(Extracted records)

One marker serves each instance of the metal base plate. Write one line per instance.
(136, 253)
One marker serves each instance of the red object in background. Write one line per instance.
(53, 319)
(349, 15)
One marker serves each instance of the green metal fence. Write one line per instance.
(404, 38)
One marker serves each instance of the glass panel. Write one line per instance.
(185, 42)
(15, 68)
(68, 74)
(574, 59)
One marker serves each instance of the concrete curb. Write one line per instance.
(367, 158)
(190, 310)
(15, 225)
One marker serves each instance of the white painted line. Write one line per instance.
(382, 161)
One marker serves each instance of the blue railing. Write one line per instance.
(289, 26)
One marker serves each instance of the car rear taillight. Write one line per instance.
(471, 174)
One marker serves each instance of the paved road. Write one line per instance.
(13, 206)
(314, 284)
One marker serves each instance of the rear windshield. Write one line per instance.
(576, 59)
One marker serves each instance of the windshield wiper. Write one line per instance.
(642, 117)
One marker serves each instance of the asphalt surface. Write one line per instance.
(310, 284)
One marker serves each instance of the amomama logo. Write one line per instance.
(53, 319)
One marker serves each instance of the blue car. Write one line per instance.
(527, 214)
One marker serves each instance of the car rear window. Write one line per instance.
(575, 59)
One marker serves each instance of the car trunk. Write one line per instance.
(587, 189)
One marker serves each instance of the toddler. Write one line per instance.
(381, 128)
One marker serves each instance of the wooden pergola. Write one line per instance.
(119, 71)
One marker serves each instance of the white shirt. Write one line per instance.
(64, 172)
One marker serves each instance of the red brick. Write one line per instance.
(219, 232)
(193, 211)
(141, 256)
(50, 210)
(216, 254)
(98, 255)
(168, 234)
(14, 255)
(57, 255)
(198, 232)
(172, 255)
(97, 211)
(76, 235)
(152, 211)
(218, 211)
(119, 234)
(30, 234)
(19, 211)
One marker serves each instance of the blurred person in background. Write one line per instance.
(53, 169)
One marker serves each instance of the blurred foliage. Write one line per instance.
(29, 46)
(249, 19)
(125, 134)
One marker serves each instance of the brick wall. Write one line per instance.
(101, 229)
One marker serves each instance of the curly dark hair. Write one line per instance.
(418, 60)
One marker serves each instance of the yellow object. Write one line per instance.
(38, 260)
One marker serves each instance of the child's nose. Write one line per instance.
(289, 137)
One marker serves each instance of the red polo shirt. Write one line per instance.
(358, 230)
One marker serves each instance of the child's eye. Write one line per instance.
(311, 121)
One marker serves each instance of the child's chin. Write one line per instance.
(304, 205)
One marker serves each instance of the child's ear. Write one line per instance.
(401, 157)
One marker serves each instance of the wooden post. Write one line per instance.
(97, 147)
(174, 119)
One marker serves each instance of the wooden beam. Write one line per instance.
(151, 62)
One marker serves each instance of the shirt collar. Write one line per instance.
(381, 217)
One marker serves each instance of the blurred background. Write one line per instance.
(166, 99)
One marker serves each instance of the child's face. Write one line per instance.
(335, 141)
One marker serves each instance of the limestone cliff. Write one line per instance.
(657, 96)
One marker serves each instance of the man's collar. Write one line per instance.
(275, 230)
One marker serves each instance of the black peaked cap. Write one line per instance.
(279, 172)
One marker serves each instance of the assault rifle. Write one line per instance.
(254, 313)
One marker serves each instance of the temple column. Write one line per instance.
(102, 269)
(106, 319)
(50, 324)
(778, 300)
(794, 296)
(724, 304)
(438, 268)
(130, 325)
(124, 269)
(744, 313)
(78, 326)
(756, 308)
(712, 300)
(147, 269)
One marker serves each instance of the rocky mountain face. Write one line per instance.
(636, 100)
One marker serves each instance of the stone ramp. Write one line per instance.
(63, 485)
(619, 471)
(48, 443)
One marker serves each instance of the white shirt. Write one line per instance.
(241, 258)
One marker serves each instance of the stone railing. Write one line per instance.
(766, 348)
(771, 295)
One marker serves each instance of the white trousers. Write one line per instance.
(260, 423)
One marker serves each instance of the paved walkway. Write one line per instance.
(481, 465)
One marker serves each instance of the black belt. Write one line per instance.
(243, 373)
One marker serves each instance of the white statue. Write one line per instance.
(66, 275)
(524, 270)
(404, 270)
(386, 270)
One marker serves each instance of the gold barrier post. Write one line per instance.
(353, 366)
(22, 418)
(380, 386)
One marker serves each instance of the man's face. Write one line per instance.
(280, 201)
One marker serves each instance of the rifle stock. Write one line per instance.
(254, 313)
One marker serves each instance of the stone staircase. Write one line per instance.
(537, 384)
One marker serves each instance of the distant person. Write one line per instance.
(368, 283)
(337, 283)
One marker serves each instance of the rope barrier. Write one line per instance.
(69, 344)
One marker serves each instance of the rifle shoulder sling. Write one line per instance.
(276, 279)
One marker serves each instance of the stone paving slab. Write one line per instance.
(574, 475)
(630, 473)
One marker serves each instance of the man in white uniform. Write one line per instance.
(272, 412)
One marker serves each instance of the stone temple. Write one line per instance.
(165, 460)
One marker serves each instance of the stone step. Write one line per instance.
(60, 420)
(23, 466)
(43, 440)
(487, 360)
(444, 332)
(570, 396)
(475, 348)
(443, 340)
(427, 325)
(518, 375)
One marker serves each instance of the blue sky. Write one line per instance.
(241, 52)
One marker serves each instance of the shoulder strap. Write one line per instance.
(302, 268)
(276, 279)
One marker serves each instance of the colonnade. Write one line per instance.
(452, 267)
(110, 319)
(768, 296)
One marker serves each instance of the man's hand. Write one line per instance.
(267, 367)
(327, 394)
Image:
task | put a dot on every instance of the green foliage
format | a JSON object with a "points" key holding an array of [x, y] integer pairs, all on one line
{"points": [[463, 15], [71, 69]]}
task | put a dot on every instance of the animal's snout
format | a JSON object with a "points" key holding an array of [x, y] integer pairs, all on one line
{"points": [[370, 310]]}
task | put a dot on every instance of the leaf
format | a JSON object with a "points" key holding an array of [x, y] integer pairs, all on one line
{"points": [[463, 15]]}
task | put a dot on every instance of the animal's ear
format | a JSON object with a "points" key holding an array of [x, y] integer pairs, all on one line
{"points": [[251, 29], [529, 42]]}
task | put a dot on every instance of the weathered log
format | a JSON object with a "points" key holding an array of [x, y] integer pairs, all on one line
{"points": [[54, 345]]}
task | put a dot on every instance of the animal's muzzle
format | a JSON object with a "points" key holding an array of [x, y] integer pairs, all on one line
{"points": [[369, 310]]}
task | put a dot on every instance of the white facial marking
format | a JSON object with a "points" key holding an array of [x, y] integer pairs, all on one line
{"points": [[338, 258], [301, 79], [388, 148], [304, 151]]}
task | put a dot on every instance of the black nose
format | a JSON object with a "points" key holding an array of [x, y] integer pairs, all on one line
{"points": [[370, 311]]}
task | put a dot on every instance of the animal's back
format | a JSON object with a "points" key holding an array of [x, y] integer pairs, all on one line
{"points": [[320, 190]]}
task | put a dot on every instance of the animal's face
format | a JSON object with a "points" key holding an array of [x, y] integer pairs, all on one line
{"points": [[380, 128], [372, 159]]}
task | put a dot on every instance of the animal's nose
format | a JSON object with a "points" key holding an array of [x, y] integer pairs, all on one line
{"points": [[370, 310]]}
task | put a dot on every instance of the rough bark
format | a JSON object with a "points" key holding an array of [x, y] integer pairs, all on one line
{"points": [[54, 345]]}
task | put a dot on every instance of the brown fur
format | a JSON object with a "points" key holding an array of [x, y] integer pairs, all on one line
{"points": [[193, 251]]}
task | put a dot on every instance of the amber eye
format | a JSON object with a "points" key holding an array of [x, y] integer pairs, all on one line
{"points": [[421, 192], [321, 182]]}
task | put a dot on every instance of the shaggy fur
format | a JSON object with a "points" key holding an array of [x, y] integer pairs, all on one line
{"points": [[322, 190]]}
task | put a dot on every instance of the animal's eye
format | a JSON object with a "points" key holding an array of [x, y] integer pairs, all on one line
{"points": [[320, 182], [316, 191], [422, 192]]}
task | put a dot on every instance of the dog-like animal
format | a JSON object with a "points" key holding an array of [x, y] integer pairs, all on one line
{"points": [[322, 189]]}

(End Extracted records)

Exercise objective:
What is needed is a copy of every line above in which "animal" appears.

Answer space:
task | put a dot on every instance of the animal's snout
task | put a dot on every instance of the animal's ear
task | put a dot on every instance of the animal's muzzle
task | put a dot on every instance of the animal's back
task | put a dot on every instance of the animal's face
task | put a dot on every instance of the animal's nose
task | put a dot on every instance of the animal's eye
task | put a dot on every instance of the dog-like animal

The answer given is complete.